** Begin RECORDS FOR THE EXERCISE **

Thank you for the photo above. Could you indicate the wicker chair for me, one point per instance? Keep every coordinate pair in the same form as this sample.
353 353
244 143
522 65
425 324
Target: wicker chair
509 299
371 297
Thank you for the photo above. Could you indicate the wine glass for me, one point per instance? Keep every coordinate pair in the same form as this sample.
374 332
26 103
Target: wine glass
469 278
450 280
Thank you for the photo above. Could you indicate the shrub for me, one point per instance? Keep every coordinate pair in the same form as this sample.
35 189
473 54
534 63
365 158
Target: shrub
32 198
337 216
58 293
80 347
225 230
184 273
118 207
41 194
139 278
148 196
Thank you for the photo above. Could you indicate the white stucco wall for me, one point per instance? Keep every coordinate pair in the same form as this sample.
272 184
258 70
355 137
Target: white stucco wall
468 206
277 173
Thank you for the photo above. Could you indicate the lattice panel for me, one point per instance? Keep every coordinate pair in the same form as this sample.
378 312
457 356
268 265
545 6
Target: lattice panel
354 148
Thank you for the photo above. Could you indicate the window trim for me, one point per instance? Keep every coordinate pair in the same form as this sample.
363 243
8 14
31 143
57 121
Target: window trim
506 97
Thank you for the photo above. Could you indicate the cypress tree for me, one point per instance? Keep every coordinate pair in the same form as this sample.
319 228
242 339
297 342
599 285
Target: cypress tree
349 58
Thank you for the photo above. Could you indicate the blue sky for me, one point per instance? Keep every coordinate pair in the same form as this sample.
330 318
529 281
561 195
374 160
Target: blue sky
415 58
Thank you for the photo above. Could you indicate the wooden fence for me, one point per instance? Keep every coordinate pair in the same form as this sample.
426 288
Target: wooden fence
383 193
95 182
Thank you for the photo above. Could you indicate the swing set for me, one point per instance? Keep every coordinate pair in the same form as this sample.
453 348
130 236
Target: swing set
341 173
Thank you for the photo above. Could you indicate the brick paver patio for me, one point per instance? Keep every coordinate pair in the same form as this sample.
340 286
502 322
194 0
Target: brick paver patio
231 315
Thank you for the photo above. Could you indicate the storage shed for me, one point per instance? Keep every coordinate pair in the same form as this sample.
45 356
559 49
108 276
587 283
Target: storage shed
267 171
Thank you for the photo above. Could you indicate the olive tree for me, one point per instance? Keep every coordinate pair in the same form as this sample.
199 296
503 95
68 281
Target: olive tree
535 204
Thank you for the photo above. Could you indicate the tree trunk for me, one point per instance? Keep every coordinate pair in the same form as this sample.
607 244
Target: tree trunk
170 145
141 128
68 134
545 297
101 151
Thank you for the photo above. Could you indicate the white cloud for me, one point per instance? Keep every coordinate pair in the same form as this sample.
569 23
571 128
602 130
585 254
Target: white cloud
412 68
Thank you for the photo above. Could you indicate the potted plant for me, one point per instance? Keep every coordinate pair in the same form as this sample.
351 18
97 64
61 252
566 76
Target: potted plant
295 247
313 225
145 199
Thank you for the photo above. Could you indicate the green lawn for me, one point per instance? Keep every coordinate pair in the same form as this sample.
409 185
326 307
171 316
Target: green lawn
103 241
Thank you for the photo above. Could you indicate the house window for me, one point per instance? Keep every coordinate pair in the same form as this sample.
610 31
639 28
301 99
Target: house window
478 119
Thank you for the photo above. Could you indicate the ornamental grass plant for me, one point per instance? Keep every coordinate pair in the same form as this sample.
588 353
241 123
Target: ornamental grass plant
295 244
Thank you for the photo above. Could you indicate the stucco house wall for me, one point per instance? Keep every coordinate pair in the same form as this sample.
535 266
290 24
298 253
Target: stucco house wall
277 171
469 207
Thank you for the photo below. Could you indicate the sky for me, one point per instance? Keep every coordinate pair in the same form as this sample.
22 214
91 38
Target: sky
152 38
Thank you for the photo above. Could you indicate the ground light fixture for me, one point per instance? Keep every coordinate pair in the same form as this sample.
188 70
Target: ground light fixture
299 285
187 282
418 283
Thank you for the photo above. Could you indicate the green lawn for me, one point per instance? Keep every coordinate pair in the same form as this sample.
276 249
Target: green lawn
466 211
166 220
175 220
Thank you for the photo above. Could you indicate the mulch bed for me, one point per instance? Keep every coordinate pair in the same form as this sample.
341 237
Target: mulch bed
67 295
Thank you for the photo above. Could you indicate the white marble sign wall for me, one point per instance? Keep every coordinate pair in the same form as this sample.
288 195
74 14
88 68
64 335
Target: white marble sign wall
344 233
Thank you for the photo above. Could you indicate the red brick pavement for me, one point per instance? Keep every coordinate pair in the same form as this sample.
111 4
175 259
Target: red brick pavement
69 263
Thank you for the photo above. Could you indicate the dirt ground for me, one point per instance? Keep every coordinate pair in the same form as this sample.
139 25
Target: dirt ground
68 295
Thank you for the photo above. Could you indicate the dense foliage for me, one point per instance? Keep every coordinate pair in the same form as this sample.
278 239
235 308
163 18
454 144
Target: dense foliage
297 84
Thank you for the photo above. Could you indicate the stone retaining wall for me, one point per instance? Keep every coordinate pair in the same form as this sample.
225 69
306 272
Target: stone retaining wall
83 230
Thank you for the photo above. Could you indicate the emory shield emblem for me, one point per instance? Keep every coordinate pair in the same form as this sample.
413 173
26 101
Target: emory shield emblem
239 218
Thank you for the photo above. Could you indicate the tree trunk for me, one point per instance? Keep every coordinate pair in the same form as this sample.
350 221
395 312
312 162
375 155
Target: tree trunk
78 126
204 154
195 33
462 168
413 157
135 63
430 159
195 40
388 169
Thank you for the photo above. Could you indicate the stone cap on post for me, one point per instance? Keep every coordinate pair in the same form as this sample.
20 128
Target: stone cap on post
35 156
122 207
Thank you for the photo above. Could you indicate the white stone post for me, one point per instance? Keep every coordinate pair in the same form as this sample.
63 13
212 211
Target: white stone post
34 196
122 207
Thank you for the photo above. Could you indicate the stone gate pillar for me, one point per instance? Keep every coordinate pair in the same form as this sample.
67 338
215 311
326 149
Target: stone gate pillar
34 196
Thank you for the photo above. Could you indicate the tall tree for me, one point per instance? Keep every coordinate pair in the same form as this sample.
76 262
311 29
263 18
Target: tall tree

** End RECORDS FOR THE EXERCISE **

WHAT TO PRODUCE: Copy all of the material word for word.

TASK ANSWER:
Thank you for the photo above. Could you indicate the wicker chair for me, one point per instance? Keep every coordinate pair in the same form as this sample.
353 353
244 143
522 65
425 324
Target: wicker chair
509 299
371 297
Thank you for the photo above. Could you indicate the wine glass for me, one point per instance? Keep every coordinate pair in the same form as this sample.
374 332
26 103
Target: wine glass
469 278
450 280
Thank you for the photo above. Could you indicate the shrub for me, one point per instance? Keep every coordinate pair in the same form as this sample.
35 189
473 54
534 63
365 158
Target: shrub
32 198
337 216
58 293
80 347
225 230
184 273
118 207
41 194
139 278
148 196
Thank you for the photo above. Could you indicate the white stucco wall for me, one point per instance? Keep every coordinate pair in the same form as this sample.
272 184
258 70
355 137
Target: white stucco wall
468 206
277 173
Thank you for the photo above. Could you indicate the lattice panel for me, one point per instance? Keep every coordinate pair in the same form as this sample.
378 312
457 356
268 265
545 6
Target: lattice panel
354 148
Thank you for the photo above. Could you indicate the window trim for me, one point per instance? Keep every coordinate pair in the same form as this sample.
363 243
8 14
31 143
57 121
Target: window trim
506 97
Thank you for the photo above. Could you indicate the cypress tree for me, one point per instance? Keep every coordinate pair in the same form as this sample.
319 228
242 339
297 342
599 285
Target: cypress tree
349 58
Thank you for the photo above. Could you indicate the blue sky for me, one point per instance? Keep every coordinate pair in the same form as this sample.
330 318
529 281
561 195
374 160
Target: blue sky
415 58
Thank you for the photo above. Could you indicate the wooden fence for me, one point per instance? Keep every coordinate pair in the same form as this sample.
426 288
Target: wooden fence
383 193
95 182
Thank you for the photo above. Could you indicate the swing set for me, one point per instance? Keep every coordinate pair in the same form as this sample.
453 348
130 236
Target: swing set
341 173
Thank you for the photo above. Could you indicate the brick paver patio for me, one point per instance? Keep every coordinate pair in the same form as this sample.
340 286
502 322
194 0
Target: brick paver patio
231 315
Thank you for the photo above. Could you indicate the storage shed for me, one point per instance? Keep every coordinate pair in the same form as this sample.
45 356
559 49
108 276
587 283
Target: storage shed
267 171
Thank you for the photo above. Could you indicate the olive tree for me, one point per instance? Keep every coordinate pair in the same form as this sample.
199 296
503 95
68 281
Target: olive tree
535 204
Thank you for the photo above. Could you indicate the tree trunk for me, one point per instance? Keep every coordinate pair in the same form as this sample.
607 244
Target: tree trunk
170 145
141 128
68 134
545 297
101 151
Thank you for the photo above. Could you indicate the white cloud for me, one point per instance? Keep every coordinate pair in the same form as this sample.
569 23
571 128
602 130
585 254
Target: white cloud
412 68
Thank you for the photo above. Could you indicate the potted plant for me, one point per instance? Keep every coordinate pair in the same form as this sample.
351 18
97 64
61 252
566 76
Target: potted plant
295 247
313 225
145 199
Thank you for the photo above. Could you indicate the green lawn for me, one point per instance? Keep every coordinate pair in the same form as this sample.
409 185
326 307
171 316
Target: green lawn
103 241
Thank you for the photo above. Could you indicate the house window for me, one point per instance? Keep every coordinate pair in the same form as this sample.
610 31
639 28
301 99
Target: house window
478 119
Thank you for the photo above. Could you indicate the ornamental grass plant for me, one point per instance? Keep every coordinate pair in the same form as this sample.
588 353
241 123
Target: ornamental grass plant
295 244
Thank you for the photo above. Could you indicate the stucco house wall for me, one point per instance? Keep every coordinate pair in the same form as this sample.
535 266
290 24
298 253
Target: stucco house wall
277 171
469 207
Thank you for the photo below. Could you indicate the sky for me, one point per instance? Keep every coordinate pair in the same form as this sample.
22 214
91 38
Target: sky
152 38
Thank you for the photo above. Could you indicate the ground light fixture for me, one point per instance? Keep every coordinate pair in the same form as this sample.
188 70
Target: ground light fixture
299 285
187 282
418 283
Thank you for the photo above. Could you indicate the green lawn for me, one point per instance? Keep every coordinate pair in the same form as this sample.
276 249
Target: green lawn
466 211
166 220
175 220
Thank you for the photo above. Could you indicate the mulch bed for me, one point per instance? Keep every coordinate pair in the same form as this sample.
341 237
Target: mulch bed
67 295
Thank you for the photo above. Could you indicate the white marble sign wall for me, one point per instance? Keep every coordinate pair in the same form as this sample.
288 195
74 14
88 68
64 335
Target: white marble sign wall
344 233
Thank you for the photo above. Could you indicate the red brick pavement for me, one point per instance? Keep every coordinate pair in the same form as this sample.
111 4
175 259
Target: red brick pavement
69 263
Thank you for the photo above. Could you indicate the dirt ground for me, one point per instance? Keep every coordinate pair in the same form as this sample.
139 25
Target: dirt ground
68 295
Thank you for the photo above. Could you indicate the dense foliage for me, one point per instance? Keep every coordinate pair in the same form as this sample.
278 239
235 308
163 18
454 144
Target: dense foliage
297 84
Thank you for the photo above. Could you indicate the stone retaining wall for me, one point per instance? Keep every coordinate pair in the same form as this sample.
225 69
306 272
Target: stone retaining wall
83 230
Thank you for the photo above. Could you indicate the emory shield emblem for me, one point per instance? Keep every coordinate pair in the same form as this sample.
413 173
26 101
Target: emory shield emblem
239 218
Thank you for the photo above. Could you indicate the tree trunk for me, one point per instance? Keep every coordinate pair in the same form as this sample.
350 221
395 312
312 162
375 155
Target: tree trunk
78 126
204 154
195 33
462 168
413 157
135 63
430 159
195 40
388 169
Thank you for the photo above. Could you indicate the stone cap on post for me, one point per instance? Keep every coordinate pair in the same form as this sample.
20 128
Target: stone cap on post
35 156
122 207
Thank you for the photo above. Could you indicate the white stone post for me, one point per instance? Keep every coordinate pair in the same form as this sample.
63 13
212 211
Target: white stone post
34 196
122 207
Thank you for the photo above. Could you indicate the stone gate pillar for me, one point per instance? Keep every coordinate pair in the same form as this sample.
67 338
215 311
326 149
Target: stone gate pillar
34 196
Thank you for the photo above. Could you indicate the tall tree for me, one point per instance? Keep every coordinate pair in the same form as this sample.
76 262
311 29
263 18
Target: tall tree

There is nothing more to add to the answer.